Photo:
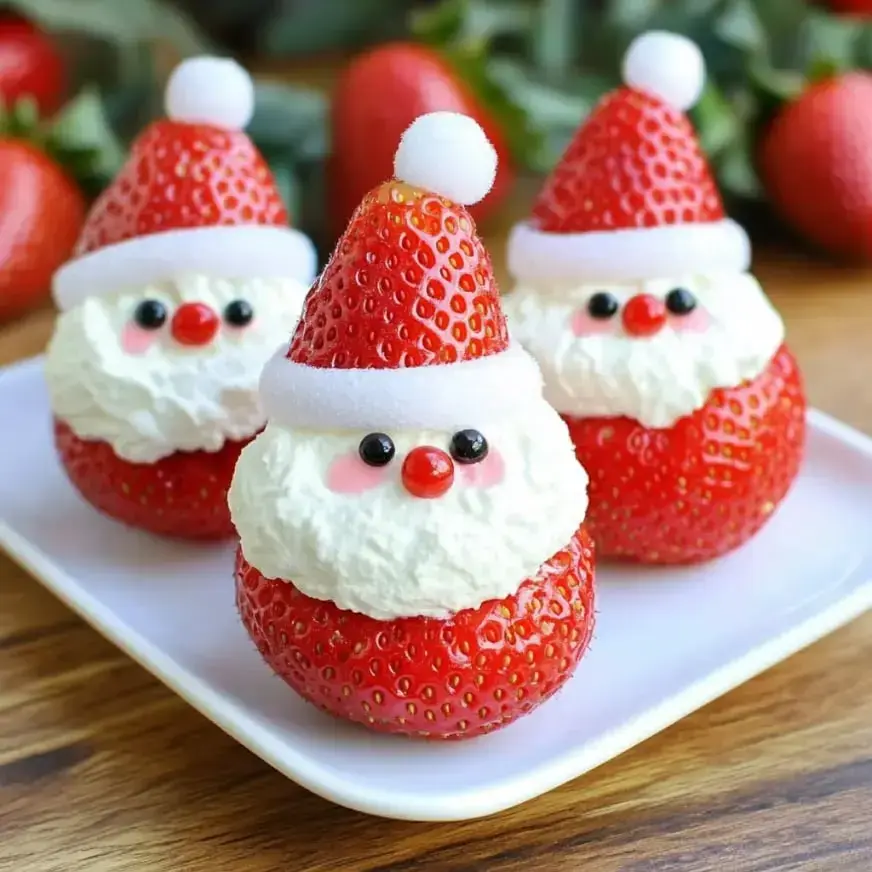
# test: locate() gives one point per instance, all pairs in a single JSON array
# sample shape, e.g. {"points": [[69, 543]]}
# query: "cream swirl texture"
{"points": [[387, 554], [149, 396], [595, 369]]}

──────

Task: Please retype, exactly as written, every line from the line containing "# sample shape, e.g." through the last line of the records above, including both of those lines, and nothing else.

Written solution:
# sample shape, e.g. {"points": [[69, 543]]}
# query: "cream swirl texture"
{"points": [[387, 554], [149, 396], [595, 369]]}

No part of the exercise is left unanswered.